• Problem requirements:
From the records below, copy every line that contains the word "crop".

• Extracted entries:

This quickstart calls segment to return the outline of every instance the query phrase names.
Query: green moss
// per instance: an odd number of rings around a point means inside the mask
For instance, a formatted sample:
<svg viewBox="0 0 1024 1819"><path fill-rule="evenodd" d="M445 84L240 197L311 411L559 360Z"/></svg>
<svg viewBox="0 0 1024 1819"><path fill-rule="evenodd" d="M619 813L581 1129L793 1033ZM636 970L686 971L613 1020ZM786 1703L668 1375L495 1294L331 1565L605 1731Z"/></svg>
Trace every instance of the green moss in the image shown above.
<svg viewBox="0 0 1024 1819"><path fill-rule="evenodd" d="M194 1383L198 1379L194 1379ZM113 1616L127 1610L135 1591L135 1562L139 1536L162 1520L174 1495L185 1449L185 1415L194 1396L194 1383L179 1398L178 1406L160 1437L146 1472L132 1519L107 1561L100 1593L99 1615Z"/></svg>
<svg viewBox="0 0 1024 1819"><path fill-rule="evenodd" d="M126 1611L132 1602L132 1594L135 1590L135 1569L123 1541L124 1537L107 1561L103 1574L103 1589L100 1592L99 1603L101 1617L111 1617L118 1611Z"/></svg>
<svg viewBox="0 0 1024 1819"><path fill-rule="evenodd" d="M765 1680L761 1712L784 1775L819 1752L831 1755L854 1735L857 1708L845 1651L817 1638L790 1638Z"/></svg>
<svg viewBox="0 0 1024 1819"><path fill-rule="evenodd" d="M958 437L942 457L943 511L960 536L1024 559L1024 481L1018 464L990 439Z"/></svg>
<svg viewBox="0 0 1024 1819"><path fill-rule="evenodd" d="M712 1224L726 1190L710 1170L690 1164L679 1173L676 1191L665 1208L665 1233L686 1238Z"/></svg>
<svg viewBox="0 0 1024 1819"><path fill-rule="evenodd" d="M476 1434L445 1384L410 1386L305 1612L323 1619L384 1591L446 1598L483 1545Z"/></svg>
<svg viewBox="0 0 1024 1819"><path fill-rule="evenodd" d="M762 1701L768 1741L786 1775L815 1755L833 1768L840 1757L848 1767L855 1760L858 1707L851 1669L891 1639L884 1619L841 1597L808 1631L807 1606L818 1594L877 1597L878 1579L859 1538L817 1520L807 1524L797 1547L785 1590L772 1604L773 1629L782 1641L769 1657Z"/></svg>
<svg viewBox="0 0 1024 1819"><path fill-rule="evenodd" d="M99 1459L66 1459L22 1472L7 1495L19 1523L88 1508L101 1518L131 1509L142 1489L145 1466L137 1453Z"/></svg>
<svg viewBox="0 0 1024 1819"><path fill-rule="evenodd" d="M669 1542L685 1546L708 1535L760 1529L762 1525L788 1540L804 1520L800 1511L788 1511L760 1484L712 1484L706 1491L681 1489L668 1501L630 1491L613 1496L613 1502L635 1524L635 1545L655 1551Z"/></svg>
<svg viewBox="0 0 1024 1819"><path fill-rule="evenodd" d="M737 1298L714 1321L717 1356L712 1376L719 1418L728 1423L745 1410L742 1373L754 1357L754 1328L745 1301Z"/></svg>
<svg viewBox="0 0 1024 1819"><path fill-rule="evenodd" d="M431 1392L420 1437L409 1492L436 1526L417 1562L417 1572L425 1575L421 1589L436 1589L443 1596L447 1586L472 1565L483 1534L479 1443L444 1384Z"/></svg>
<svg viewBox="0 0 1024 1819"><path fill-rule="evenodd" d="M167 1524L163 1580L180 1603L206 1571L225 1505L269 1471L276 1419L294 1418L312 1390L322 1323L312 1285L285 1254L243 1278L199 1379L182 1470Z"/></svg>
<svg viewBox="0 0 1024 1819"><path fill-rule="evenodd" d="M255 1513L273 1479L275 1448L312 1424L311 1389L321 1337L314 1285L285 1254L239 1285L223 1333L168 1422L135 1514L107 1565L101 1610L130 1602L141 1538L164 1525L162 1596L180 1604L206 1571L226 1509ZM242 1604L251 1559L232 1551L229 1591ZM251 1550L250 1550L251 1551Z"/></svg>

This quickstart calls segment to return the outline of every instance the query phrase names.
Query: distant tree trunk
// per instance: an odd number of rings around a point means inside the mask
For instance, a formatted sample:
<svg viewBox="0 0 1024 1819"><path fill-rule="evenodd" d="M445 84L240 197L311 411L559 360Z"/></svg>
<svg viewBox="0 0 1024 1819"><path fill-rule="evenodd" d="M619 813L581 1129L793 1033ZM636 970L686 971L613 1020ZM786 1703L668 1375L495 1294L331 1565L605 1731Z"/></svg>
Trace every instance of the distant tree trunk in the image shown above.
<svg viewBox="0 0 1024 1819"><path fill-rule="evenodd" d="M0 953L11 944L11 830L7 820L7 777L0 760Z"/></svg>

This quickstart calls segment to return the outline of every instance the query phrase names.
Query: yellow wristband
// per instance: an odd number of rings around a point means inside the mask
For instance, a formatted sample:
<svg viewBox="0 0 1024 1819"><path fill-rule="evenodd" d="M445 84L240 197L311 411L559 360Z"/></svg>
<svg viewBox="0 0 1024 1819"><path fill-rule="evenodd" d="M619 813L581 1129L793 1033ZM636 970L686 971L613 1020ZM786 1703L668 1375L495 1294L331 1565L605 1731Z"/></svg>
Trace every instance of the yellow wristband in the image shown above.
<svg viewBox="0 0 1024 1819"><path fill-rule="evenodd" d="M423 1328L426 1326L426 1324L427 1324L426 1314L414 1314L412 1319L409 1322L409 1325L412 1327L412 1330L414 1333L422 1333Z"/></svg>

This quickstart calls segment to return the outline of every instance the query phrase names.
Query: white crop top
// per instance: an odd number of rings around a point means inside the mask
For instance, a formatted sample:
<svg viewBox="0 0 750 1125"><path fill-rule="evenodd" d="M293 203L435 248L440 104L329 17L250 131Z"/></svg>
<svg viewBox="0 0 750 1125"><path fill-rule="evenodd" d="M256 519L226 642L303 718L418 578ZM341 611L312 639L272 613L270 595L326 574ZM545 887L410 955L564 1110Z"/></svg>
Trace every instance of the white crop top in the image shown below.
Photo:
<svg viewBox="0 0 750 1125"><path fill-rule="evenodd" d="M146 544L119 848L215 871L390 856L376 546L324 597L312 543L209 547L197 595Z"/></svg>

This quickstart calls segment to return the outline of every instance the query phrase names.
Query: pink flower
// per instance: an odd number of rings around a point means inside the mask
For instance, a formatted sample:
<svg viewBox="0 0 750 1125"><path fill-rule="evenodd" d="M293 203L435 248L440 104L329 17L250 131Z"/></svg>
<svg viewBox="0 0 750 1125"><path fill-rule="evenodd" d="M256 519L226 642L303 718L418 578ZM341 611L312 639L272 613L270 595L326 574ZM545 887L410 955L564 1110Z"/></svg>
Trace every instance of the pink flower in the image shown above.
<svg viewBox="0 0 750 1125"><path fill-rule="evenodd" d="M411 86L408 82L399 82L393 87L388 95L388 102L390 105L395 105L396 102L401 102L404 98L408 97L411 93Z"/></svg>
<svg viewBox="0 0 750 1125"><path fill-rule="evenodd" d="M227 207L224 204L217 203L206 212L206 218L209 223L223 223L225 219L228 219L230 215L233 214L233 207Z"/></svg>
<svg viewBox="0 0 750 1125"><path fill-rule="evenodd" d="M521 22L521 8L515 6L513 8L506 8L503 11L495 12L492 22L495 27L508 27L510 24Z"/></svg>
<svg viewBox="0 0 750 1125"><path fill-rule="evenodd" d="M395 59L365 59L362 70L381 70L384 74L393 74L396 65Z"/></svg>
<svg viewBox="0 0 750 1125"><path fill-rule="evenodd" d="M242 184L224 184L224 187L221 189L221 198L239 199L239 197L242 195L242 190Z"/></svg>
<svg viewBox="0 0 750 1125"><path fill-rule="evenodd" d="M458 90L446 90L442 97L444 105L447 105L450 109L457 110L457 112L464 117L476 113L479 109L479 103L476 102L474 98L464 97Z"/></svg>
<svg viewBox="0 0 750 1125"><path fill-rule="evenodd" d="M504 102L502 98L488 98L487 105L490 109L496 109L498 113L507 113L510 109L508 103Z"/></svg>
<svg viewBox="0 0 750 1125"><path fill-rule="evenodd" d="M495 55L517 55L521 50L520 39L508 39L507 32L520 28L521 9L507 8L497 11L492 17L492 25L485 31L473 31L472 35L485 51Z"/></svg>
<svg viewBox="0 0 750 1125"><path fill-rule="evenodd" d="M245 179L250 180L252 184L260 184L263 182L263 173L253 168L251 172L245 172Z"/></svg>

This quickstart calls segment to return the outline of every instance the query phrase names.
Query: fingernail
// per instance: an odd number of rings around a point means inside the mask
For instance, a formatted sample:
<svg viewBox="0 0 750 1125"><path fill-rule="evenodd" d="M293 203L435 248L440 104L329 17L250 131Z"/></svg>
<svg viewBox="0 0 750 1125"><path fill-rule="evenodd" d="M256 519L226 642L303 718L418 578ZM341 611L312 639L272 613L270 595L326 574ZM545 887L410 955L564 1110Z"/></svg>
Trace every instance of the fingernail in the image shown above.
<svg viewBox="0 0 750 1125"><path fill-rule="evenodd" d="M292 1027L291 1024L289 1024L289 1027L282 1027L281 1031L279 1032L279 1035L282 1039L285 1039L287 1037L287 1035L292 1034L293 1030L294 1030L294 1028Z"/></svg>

• Exercise solution:
Query: white crop top
Trace every instance of the white crop top in the image shown below.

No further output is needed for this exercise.